##### Metin Bloğu

Sözcü'nün haberine göre Uluslararası Para Fonu'nun (IMF) bloğunda yayınlanan bir makalede, koronavirüste ortaya çıkan yeni varyantların küresel ekonomide başlayan toparlanmayı rayından çıkarabileceğine dikkat çekilerek, “2025 yılına kadar küresel gayri safi yurtiçi hasıladan kümülatif olarak 4.5 trilyon dolar silinebilir” denildi.
ENFLASYON ARTACAK
Varyantların gelişmiş ve gelişmekte olan ekonomiler arasındaki uçurumu daha da derinleştirebileceği vurgulanan makalede, finansal koşulların daha da sıkılaştırılmasının gelişmekte olan ekonomilere çifte darbe vuracağı ve toparlanmalarını ciddi şekilde aksatacağı belirtildi. Pandeminin, gelişmiş ekonomilerde kişi başına milli geliri 2020-2022 yılda yüzde 2.8 oranında azalttığına, yükselen piyasalarda (Çin hariç) ise yüzde 6.3'lük kayba neden olduğuna dikkat çekildi.

##########
##### Mevcut Veriler

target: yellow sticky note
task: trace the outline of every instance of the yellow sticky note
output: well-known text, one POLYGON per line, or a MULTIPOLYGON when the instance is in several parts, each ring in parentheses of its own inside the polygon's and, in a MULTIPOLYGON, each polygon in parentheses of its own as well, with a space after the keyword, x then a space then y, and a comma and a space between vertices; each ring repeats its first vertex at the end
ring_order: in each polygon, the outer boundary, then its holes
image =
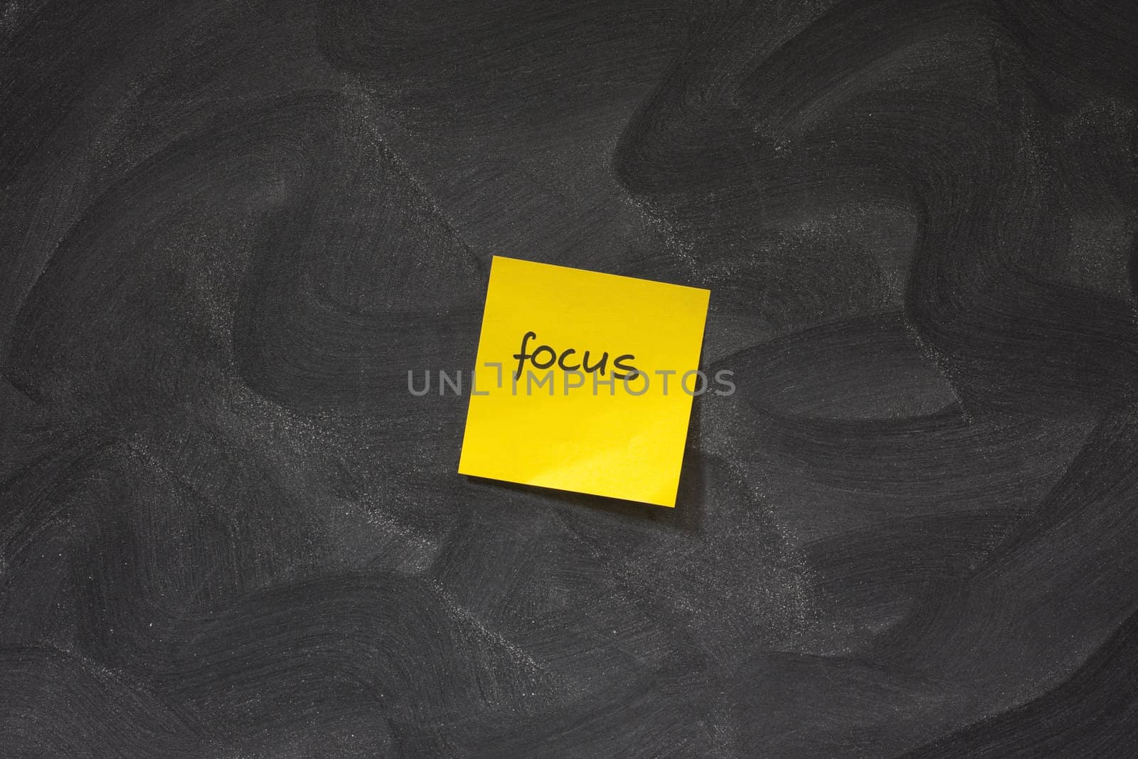
POLYGON ((495 256, 459 472, 675 506, 709 297, 495 256))

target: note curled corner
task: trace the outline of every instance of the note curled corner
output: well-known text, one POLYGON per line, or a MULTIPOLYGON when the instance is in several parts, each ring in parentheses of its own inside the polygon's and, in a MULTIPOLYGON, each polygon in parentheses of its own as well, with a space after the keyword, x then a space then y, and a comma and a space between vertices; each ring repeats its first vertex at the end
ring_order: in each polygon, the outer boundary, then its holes
POLYGON ((495 256, 459 472, 675 506, 709 297, 495 256))

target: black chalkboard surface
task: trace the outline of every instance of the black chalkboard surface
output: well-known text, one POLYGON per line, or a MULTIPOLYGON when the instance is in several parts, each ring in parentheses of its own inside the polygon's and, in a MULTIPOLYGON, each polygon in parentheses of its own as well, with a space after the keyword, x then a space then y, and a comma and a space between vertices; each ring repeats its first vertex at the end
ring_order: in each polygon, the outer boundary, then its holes
POLYGON ((3 757, 1138 754, 1129 0, 0 50, 3 757), (674 510, 457 475, 494 255, 711 290, 674 510))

##########

Koronavirüs varyantlarının küresel ekonomiye etkisini anlatan haberde "Sözcü'nün haberine göre" sözcüklerinden başlayıp "olduğuna dikkat çekildi." sözcükleri de dahil olmak üzere uzanan bölümü kelimesi kelimesine aktarın.

**Nihai Cevap:**
Sözcü'nün haberine göre Uluslararası Para Fonu'nun (IMF) bloğunda yayınlanan bir makalede, koronavirüste ortaya çıkan yeni varyantların küresel ekonomide başlayan toparlanmayı rayından çıkarabileceğine dikkat çekilerek, “2025 yılına kadar küresel gayri safi yurtiçi hasıladan kümülatif olarak 4.5 trilyon dolar silinebilir” denildi.
ENFLASYON ARTACAK
Varyantların gelişmiş ve gelişmekte olan ekonomiler arasındaki uçurumu daha da derinleştirebileceği vurgulanan makalede, finansal koşulların daha da sıkılaştırılmasının gelişmekte olan ekonomilere çifte darbe vuracağı ve toparlanmalarını ciddi şekilde aksatacağı belirtildi. Pandeminin, gelişmiş ekonomilerde kişi başına milli geliri 2020-2022 yılda yüzde 2.8 oranında azalttığına, yükselen piyasalarda (Çin hariç) ise yüzde 6.3'lük kayba neden olduğuna dikkat çekildi.